Kutipan Teks:
──────────
Tradisi yang kontraproduktif ini kemudian mencatat sejarah namanya sempat mengharum di pentas nasional. Sebut saja misalnya El Pamas, Grass Rock (Malang), Power Metal (Surabaya), Adi Metal Rock (Solo), Val Halla (Medan) hingga Roxx (Jakarta). Selain itu Log jugalah yang membidani lahirnya label rekaman rock yang pertama di Indonesia, Logiss Records. Produk pertama label ini adalah album ketiga God Bless, “Semut Hitam” yang dirilis tahun 1988 dan ludes hingga 400.000 kaset di seluruh Indonesia.

Menjelang akhir era 80-an, di seluruh dunia waktu itu anak-anak muda sedang mengalami demam usik thrash metal. Sebuah perkembangan style musik metal yang lebih ekstrem lagi dibandingkan heavy metal. Band2x yang menjadi gods-nya antara lain Slayer, Metallica, Exodus, Megadeth, Kreator, Sodom, Anthrax hingga Sepultura. Kebanyakan kota2x besar di Indonesia seperti Jakarta, Bandung, Jogjakarta, Surabaya, Malang hingga Bali, scene undergroundnya pertama kali lahir dari genre musik ekstrem tersebut.

1. BANDUNG UNDERGROUND
Di Bandung sekitar awal 1994 terdapat studio musik legendaris yang menjadi cikal bakal scene rock underground di sana. Namanya Studio Reverse yang terletak di daerah Sukasenang. Pembentukan studio ini digagas oleh Richard Mutter (saat itu drummer PAS) dan Helvi. Ketika semakin berkembang Reverse lantas melebarkan sayap bisnisnya dengan membuka distro (akronim dari distribution) yang menjual CD, kaset, poster, t-shirt, serta berbagai aksesoris import lainnya. Selain distro, Richard juga sempat membentuk label independen 40.1.24 yang rilisan pertamanya di tahun 1997 adalah kompilasi CD yang bertitel “Masaindahbangetsekalipisan.” Band-band indie yang ikut serta di kompilasi ini antara lain adalah Burger Kill, Puppen, Papi, Rotten To The Core, Full of Hate dan Waiting Room, sebagai satu-satunya band asal Jakarta.

Band-band yang sempat dibesarkan oleh komunitas Reverse ini antara lain PAS dan Puppen. PAS sendiri di tahun 1993 menorehkan sejarah sebagai band Indonesia yang pertama kali merilis album secara independen. Mini album mereka yang bertitel “Four Through The S.A.P” ludes terjual 5000 kaset dalam waktu yang cukup singkat. Mastermind yang melahirkan ide merilis album PAS secara independen tersebut adalah (alm) Samuel Marudut. Ia adalah Music Director Radio GMR, sebuah stasiun radio rock pertama di Indonesia yang kerap memutar demo-demo rekaman band-band rock amatir asal Bandung, Jakarta dan sekitarnya.
──────────
Salin ulang kutipan tentang skena rock di Indonesia, mulai dari "Tradisi yang kontraproduktif" hingga "di seluruh Indonesia.", dan ganti "label rekaman" dengan "perusahaan rekaman". Data di bawah ini adalah bahan tersendiri yang terpisah dari kutipan.
──────────
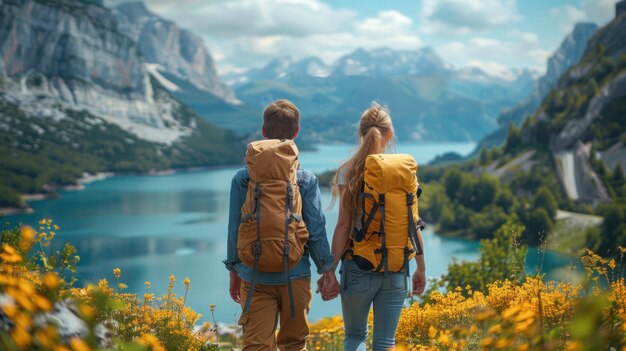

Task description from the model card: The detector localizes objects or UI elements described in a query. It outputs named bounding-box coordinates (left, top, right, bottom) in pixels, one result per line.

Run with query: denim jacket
left=223, top=168, right=333, bottom=285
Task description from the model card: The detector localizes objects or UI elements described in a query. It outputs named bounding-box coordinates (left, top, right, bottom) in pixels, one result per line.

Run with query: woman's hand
left=318, top=270, right=340, bottom=301
left=411, top=269, right=426, bottom=295
left=229, top=272, right=241, bottom=303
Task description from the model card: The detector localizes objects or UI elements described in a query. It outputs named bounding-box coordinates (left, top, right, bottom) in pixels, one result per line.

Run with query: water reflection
left=52, top=233, right=215, bottom=265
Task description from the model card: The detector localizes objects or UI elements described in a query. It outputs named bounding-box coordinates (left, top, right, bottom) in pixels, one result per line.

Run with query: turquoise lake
left=3, top=143, right=572, bottom=323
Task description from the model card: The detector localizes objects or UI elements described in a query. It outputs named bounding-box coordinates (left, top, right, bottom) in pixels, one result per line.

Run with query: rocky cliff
left=0, top=0, right=243, bottom=207
left=521, top=15, right=626, bottom=203
left=477, top=23, right=598, bottom=150
left=113, top=2, right=237, bottom=103
left=0, top=0, right=191, bottom=144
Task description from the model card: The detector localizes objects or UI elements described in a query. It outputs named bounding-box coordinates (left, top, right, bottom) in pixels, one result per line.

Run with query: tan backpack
left=237, top=139, right=309, bottom=319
──────────
Jawaban Latihan:
Tradisi yang kontraproduktif ini kemudian mencatat sejarah namanya sempat mengharum di pentas nasional. Sebut saja misalnya El Pamas, Grass Rock (Malang), Power Metal (Surabaya), Adi Metal Rock (Solo), Val Halla (Medan) hingga Roxx (Jakarta). Selain itu Log jugalah yang membidani lahirnya perusahaan rekaman rock yang pertama di Indonesia, Logiss Records. Produk pertama label ini adalah album ketiga God Bless, “Semut Hitam” yang dirilis tahun 1988 dan ludes hingga 400.000 kaset di seluruh Indonesia.